* **目標**:
選んだ文章をもとに、次の問いに答える。
1. この劇の作者は誰か。
2. 少女二人に「謎の箱」をあずけたのは誰か。
3. 幕が開いたとき、舞台の中央には何があったか。

桐生南高校「ばななな夜 ~BananaんNight~」

作:入江郁美
構成:青山 一也
演出:桐南演劇部

あらすじ・概要

夜の公園で時間を潰す少女二人。その二人にあやしい女から「謎の箱」があずけられた。箱の中身は、覚醒剤? 爆弾? 拳銃? そんな不安を抱えつつ少女二人と、公園へ訪れる変な人たちの心の交流を描く。

高校演劇ではよく扱われる定番台本。群馬県大会では同大会での2日目の高崎商科大学付属、また2004年の共愛学園

感想

まず幕が開いて、中央に金色の謎な格好をした像。像のまわりを四角く囲むように長い木箱状の椅子。街灯、月。レンガ模様を描いたパネルと個人園芸などでよく使う長板をクロス貼りした板が、2つ1セットになって舞台の上手と下手に配置。舞台左手側のレンガの上に柿の枝っぽオブジェ(でも物語設定は初夏でしたっけ?)と下にくずカゴ。なんとなく散漫な印象を受けました。劇が始まって10分、演技からも同じくなんとなく散漫な印象を受けました。

位置注釈の記録
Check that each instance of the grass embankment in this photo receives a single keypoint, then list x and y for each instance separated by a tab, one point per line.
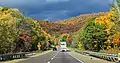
37	53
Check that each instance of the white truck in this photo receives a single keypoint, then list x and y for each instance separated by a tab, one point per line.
63	46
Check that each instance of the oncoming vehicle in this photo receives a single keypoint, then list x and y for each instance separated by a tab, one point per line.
63	46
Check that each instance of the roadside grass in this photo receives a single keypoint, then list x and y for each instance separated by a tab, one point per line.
37	53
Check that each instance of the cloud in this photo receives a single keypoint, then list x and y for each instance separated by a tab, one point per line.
54	1
57	9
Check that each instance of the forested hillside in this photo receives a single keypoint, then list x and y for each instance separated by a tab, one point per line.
69	25
19	33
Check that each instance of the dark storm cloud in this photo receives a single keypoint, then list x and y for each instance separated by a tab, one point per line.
57	9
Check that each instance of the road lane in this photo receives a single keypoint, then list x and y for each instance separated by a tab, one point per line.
64	57
52	57
40	59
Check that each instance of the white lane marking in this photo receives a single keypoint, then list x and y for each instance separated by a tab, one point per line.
51	58
76	58
48	62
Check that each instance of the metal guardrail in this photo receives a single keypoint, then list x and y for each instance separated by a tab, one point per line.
5	57
100	55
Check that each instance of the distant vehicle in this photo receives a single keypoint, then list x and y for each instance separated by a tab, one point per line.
54	48
63	47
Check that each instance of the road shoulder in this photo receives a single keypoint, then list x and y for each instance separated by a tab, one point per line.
87	59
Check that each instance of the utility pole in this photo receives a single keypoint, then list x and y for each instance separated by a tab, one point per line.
116	4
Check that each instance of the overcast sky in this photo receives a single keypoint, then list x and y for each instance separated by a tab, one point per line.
57	9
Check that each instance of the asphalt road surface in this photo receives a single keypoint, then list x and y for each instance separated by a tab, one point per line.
53	57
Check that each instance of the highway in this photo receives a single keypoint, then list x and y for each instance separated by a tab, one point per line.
53	57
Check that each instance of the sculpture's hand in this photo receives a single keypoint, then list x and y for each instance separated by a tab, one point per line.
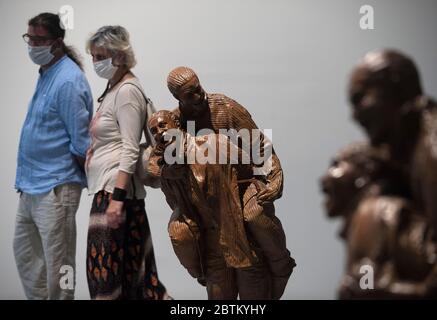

* **解答**:
1. 入江郁美
2. あやしい女
3. 金色の謎な格好をした像